▶ **Exercise objective**
Rewrite the rows below, substituting "every instance" for every occurrence of "each instance" and changing nothing else. Omit the pictures from your answer.

▶ **Dataset items**
-=-=-=-=-

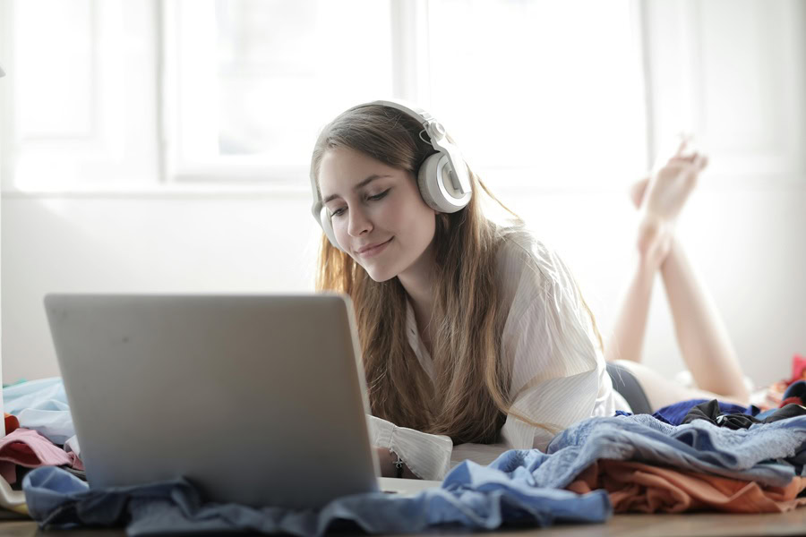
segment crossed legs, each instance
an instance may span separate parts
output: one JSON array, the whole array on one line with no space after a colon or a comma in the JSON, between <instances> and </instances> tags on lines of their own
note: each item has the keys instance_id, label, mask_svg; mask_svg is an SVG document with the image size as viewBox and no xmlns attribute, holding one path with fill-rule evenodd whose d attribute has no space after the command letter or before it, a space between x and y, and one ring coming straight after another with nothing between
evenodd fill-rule
<instances>
[{"instance_id":1,"label":"crossed legs","mask_svg":"<svg viewBox=\"0 0 806 537\"><path fill-rule=\"evenodd\" d=\"M653 409L692 398L718 398L747 405L750 394L722 320L706 287L674 237L674 223L707 164L698 153L684 155L686 141L666 165L636 183L632 199L639 211L632 276L605 347L641 384ZM698 388L688 388L642 364L655 277L660 272L683 360Z\"/></svg>"}]
</instances>

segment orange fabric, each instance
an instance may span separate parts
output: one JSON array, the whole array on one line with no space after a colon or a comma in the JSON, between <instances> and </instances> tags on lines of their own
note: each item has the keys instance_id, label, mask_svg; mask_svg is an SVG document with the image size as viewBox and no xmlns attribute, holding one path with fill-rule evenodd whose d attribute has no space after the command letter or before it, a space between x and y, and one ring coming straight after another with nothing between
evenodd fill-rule
<instances>
[{"instance_id":1,"label":"orange fabric","mask_svg":"<svg viewBox=\"0 0 806 537\"><path fill-rule=\"evenodd\" d=\"M8 413L3 413L5 414L5 434L13 432L20 428L20 421L17 419L17 416L13 416Z\"/></svg>"},{"instance_id":2,"label":"orange fabric","mask_svg":"<svg viewBox=\"0 0 806 537\"><path fill-rule=\"evenodd\" d=\"M578 494L604 489L616 513L783 513L806 505L806 498L797 498L806 489L803 477L795 477L785 487L762 487L754 482L608 459L586 468L567 489Z\"/></svg>"}]
</instances>

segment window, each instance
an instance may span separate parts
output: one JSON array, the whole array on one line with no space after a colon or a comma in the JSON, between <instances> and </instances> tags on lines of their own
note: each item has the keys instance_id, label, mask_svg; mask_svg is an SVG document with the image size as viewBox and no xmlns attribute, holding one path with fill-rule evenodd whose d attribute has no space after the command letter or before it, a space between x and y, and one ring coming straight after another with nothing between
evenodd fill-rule
<instances>
[{"instance_id":1,"label":"window","mask_svg":"<svg viewBox=\"0 0 806 537\"><path fill-rule=\"evenodd\" d=\"M634 0L0 10L6 189L304 184L322 126L387 96L440 117L491 182L603 184L645 166Z\"/></svg>"}]
</instances>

-=-=-=-=-

▶ **Exercise response**
segment crossed legs, every instance
an instance may span separate parts
output: one JSON array, the whole array on one line with no space after a colon or a comma in the JSON, between <instances> and </instances> tags on lines of their own
note: each item has the keys instance_id, label, mask_svg; mask_svg is an SVG document with the image size as viewBox and no xmlns attribute, holding one path with fill-rule evenodd whose d attribute has no space after the command letter or before it, a space between x and y, and one ring coming straight after another with nothing between
evenodd fill-rule
<instances>
[{"instance_id":1,"label":"crossed legs","mask_svg":"<svg viewBox=\"0 0 806 537\"><path fill-rule=\"evenodd\" d=\"M653 409L692 398L718 398L747 405L750 394L722 320L706 287L674 237L674 223L707 164L698 153L684 155L686 141L666 165L636 183L632 199L639 211L632 276L605 347L641 384ZM698 388L688 388L642 364L655 277L660 272L683 360Z\"/></svg>"}]
</instances>

segment orange fabric, every instance
an instance may span separate parts
output: one JSON array, the whole array on one line with no space after a colon or a comma in the JSON, between <instances> and </instances> tags on lines of their own
note: each item has the keys instance_id, label, mask_svg; mask_svg is an SVG document with the image size as viewBox and no xmlns attribute, holding one path with fill-rule evenodd whose d attribute has no space after the command letter or before it, a space between x and y, and one ring coming straight after another with nothing between
evenodd fill-rule
<instances>
[{"instance_id":1,"label":"orange fabric","mask_svg":"<svg viewBox=\"0 0 806 537\"><path fill-rule=\"evenodd\" d=\"M8 413L3 413L5 414L5 434L13 432L20 428L20 421L17 419L17 416L13 416Z\"/></svg>"},{"instance_id":2,"label":"orange fabric","mask_svg":"<svg viewBox=\"0 0 806 537\"><path fill-rule=\"evenodd\" d=\"M578 494L604 489L616 513L783 513L806 505L806 498L797 498L806 489L803 477L795 477L785 487L762 487L754 482L608 459L586 468L567 489Z\"/></svg>"}]
</instances>

segment window, every instance
an instance may span separate parts
output: one JSON array, the whole array on one line with no space after a colon or a comma in the JSON, between <instances> and </instances> tags on lines of their own
note: each item has the keys instance_id, label, mask_svg; mask_svg is an SVG document with the image size as viewBox and no xmlns attribute, holding one path with fill-rule evenodd whose d attribute has no space after the command letter or before it, a space between x and y, and one ring coming straight after another with nothing between
evenodd fill-rule
<instances>
[{"instance_id":1,"label":"window","mask_svg":"<svg viewBox=\"0 0 806 537\"><path fill-rule=\"evenodd\" d=\"M634 0L0 10L6 189L304 184L322 126L387 96L440 117L491 182L603 184L645 166Z\"/></svg>"}]
</instances>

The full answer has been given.